■ EXERCISE DESCRIPTION ■
Copy out, word for word, the lines from the one containing "[locate] the headlight" through the last line below, including both ends.

■ GIVEN INFORMATION ■
* BEGIN *

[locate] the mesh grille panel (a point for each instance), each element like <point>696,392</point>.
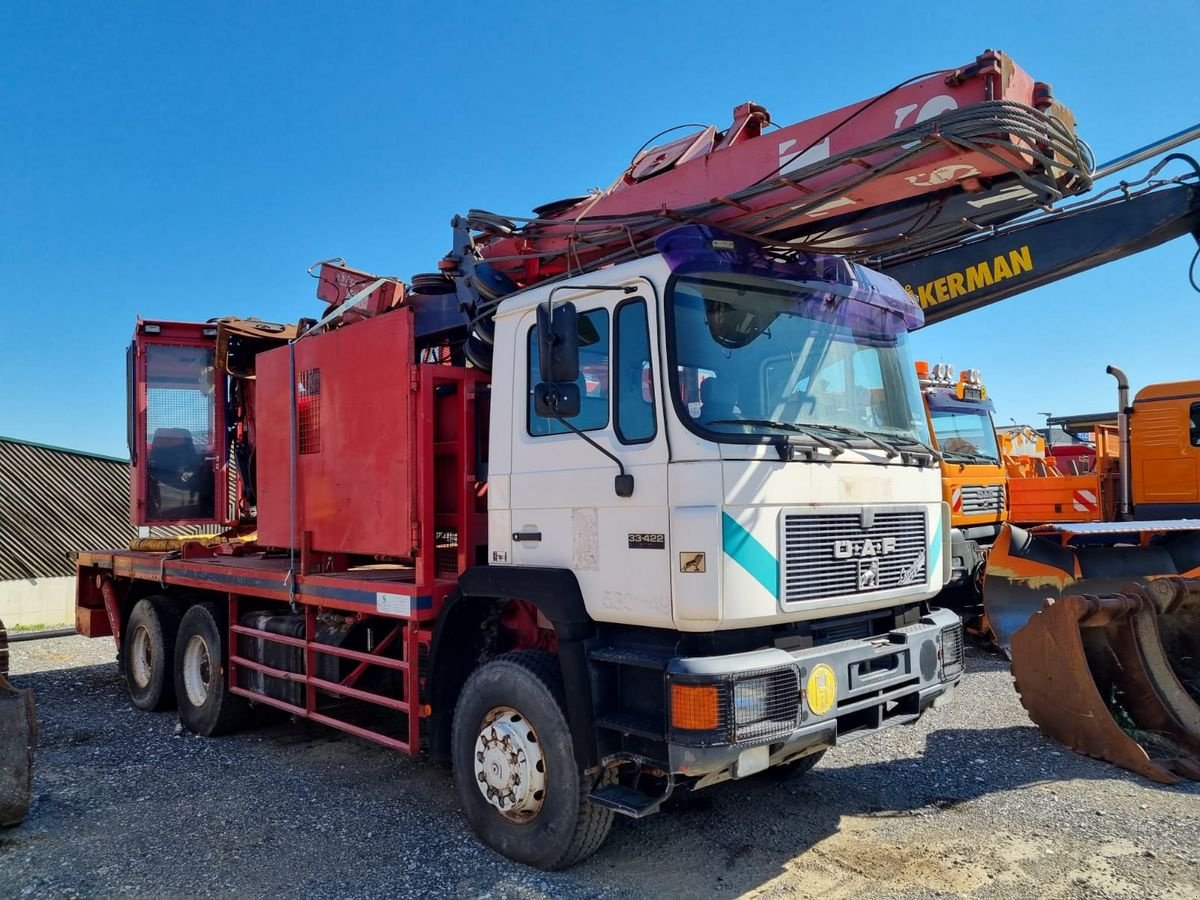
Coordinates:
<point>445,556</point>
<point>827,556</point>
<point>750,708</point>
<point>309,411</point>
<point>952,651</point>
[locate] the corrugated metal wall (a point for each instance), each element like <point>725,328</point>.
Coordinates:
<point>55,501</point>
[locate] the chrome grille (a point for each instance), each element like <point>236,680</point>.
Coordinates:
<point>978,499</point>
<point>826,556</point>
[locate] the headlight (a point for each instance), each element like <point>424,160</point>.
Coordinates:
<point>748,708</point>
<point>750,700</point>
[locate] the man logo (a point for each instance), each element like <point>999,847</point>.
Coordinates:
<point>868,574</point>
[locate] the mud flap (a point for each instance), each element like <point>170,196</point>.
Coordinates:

* END *

■ OUTPUT BELOW ■
[locate] the headlight (a point for each instance), each element like <point>424,160</point>.
Coordinates:
<point>748,708</point>
<point>750,700</point>
[locate] the man logo (a point for each instance), each element like <point>999,847</point>.
Coordinates:
<point>868,574</point>
[locate] the mud flap (a point for each instance), each element like <point>170,196</point>.
Coordinates:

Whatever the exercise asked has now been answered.